◆ **Instructions for the task**: Set down exactly the lines from the one containing "Please spot the wall" through the end of the records below, both included, and nothing else.

Begin Data shown

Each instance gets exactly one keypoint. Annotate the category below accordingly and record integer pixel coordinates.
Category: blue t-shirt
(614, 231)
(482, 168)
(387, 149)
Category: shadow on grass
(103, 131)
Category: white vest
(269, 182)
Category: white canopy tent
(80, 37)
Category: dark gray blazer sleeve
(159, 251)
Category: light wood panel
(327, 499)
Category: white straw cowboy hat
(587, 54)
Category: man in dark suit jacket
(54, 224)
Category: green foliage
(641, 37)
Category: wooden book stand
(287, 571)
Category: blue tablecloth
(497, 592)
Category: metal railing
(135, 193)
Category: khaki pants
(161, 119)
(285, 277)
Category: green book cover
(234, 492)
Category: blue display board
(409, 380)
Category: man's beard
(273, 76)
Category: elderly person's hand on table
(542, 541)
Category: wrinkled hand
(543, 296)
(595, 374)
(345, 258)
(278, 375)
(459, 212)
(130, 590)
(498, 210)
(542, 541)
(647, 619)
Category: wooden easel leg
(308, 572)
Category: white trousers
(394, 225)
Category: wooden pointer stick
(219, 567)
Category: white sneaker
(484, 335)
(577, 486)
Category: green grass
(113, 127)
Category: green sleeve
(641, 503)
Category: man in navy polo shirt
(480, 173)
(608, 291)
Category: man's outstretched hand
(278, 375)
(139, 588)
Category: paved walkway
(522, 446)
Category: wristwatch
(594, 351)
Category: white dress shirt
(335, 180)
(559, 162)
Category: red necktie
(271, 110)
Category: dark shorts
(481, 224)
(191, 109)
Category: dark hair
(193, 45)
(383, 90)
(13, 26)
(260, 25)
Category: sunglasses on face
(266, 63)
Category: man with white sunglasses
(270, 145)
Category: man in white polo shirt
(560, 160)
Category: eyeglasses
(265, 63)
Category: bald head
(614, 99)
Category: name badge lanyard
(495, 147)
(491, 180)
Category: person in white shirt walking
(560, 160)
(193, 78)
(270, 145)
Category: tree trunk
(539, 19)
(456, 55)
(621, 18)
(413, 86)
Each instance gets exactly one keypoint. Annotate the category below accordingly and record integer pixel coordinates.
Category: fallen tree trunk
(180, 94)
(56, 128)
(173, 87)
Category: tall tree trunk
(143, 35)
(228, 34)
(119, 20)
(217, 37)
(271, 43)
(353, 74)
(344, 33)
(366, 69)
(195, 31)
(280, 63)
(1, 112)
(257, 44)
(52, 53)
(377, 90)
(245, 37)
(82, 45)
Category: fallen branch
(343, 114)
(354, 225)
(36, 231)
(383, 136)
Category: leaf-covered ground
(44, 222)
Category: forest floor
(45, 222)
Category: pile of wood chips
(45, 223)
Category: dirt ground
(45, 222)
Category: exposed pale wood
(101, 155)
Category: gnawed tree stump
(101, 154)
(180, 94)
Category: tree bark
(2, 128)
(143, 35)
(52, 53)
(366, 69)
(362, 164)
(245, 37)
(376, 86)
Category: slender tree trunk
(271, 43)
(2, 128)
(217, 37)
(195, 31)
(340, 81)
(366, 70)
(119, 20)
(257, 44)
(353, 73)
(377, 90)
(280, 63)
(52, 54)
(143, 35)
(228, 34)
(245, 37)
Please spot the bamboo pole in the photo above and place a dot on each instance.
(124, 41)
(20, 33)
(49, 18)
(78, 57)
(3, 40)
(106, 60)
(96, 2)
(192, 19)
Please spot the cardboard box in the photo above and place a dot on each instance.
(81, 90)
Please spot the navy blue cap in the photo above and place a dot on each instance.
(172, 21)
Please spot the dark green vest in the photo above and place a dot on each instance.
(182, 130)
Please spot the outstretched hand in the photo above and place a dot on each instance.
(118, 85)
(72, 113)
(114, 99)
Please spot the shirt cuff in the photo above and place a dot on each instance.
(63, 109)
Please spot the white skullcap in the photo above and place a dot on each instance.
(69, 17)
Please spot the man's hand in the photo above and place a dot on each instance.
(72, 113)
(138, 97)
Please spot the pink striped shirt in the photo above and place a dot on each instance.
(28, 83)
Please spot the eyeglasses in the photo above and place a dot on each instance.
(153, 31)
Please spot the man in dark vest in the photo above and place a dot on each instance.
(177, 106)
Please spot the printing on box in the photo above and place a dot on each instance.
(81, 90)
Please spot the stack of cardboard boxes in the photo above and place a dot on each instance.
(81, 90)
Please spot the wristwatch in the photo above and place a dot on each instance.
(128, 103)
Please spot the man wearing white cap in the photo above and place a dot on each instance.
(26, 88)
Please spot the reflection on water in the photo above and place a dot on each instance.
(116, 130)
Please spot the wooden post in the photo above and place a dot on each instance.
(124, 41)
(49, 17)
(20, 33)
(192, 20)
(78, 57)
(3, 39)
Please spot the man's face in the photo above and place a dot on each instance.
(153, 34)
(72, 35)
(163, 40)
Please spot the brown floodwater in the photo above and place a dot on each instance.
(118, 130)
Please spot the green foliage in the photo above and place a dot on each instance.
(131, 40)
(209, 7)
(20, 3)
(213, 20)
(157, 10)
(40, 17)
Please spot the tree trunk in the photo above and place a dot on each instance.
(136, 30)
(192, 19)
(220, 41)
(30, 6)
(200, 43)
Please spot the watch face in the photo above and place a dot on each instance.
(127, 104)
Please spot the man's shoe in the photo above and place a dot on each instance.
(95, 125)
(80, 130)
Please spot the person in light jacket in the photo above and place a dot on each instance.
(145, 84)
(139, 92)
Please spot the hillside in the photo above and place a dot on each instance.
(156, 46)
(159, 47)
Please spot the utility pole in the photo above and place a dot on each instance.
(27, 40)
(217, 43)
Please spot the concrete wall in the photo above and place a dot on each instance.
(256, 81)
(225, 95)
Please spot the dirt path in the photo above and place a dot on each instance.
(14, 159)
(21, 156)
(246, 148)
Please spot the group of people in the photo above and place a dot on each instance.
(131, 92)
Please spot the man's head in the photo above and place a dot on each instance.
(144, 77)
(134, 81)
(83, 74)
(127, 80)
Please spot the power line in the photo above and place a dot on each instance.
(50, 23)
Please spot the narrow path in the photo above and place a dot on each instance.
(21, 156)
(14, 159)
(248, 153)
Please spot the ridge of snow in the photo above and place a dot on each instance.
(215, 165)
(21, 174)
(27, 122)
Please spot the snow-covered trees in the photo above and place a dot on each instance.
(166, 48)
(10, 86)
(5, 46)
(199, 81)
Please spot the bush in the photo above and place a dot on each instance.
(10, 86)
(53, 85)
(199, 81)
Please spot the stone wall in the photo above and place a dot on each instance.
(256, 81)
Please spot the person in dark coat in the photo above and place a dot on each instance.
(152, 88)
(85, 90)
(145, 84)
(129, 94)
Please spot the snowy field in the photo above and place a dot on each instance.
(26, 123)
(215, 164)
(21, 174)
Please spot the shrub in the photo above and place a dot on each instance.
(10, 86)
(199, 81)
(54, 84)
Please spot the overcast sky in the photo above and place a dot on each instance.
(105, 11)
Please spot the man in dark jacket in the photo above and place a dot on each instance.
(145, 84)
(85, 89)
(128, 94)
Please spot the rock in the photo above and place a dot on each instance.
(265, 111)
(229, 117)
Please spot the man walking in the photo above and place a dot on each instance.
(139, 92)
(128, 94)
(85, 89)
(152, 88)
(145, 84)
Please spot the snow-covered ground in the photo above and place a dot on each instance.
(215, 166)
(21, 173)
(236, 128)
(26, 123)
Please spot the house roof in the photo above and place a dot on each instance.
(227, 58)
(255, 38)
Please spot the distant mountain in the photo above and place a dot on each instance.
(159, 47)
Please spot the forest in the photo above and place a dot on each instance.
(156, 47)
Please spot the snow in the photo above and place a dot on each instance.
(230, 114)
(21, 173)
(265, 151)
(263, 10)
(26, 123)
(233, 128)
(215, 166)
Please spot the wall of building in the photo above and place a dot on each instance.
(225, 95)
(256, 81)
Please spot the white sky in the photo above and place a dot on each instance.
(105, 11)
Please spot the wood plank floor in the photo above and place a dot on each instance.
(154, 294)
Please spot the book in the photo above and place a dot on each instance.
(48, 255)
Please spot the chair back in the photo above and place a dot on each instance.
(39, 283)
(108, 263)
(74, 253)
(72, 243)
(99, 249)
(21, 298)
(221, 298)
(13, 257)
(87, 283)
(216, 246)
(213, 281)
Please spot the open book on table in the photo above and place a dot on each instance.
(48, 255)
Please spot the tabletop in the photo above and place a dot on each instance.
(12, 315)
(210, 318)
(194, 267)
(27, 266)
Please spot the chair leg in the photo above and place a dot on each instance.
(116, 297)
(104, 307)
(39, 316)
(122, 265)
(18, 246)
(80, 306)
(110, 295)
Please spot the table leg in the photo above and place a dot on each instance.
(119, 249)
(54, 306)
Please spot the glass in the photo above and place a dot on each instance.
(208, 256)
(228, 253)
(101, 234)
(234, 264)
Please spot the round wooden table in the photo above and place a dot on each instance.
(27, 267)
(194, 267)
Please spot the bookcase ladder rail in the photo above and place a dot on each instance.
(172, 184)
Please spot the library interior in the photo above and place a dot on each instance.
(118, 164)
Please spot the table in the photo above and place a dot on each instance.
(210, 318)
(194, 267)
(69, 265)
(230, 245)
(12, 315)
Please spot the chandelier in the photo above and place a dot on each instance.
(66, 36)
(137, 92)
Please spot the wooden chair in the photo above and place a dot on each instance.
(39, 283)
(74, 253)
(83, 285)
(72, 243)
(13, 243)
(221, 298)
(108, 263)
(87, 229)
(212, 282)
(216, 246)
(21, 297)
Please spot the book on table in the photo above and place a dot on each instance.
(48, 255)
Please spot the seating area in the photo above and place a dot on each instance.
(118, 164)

End Data shown

◆ **Answer to this exercise**:
Please spot the wall of building in the photo above and place a dot on each instance.
(225, 95)
(256, 81)
Please spot the white sky in the photo above and place a dot on each instance.
(105, 11)
Please spot the wood plank floor in the photo above and place a dot on each instance.
(154, 294)
Please spot the book in the photo above and place a dot on each instance.
(48, 255)
Please spot the chair back in the photo above and place a dot on each instance.
(39, 283)
(108, 263)
(74, 253)
(72, 243)
(99, 249)
(21, 298)
(221, 298)
(13, 257)
(87, 283)
(216, 246)
(213, 281)
Please spot the open book on table in the photo above and place a dot on each instance.
(48, 255)
Please spot the tabletop in the photo above and place a dot on each instance.
(12, 315)
(210, 318)
(194, 267)
(27, 266)
Please spot the chair leg in the photo above and place a dot on each instance.
(116, 297)
(104, 307)
(39, 316)
(122, 265)
(18, 246)
(80, 306)
(110, 295)
Please spot the table leg in the photo above and place a dot on each instance.
(119, 249)
(54, 306)
Please spot the glass in the photo above and place a dot on each instance.
(208, 256)
(228, 253)
(101, 234)
(234, 264)
Please spot the round wooden table in the photo above and place a dot on each instance.
(27, 267)
(194, 267)
Please spot the bookcase ladder rail in the photo above and place a dot on each instance.
(172, 184)
Please spot the library interior in the photo above and place a dot on each instance.
(118, 164)
Please spot the table in the photo above and place a dot on each instance.
(210, 318)
(194, 267)
(69, 265)
(230, 245)
(12, 315)
Please spot the chandelier in the photo above and place a dot on each instance.
(66, 36)
(137, 92)
Please spot the wooden chair in the photo above and place a dot on each instance.
(39, 283)
(74, 253)
(83, 285)
(72, 243)
(13, 243)
(221, 298)
(108, 263)
(87, 229)
(212, 282)
(216, 246)
(21, 297)
Please spot the book on table in the photo above and place a dot on each instance.
(48, 255)
Please spot the seating area in the photo above and place a dot on each instance.
(118, 164)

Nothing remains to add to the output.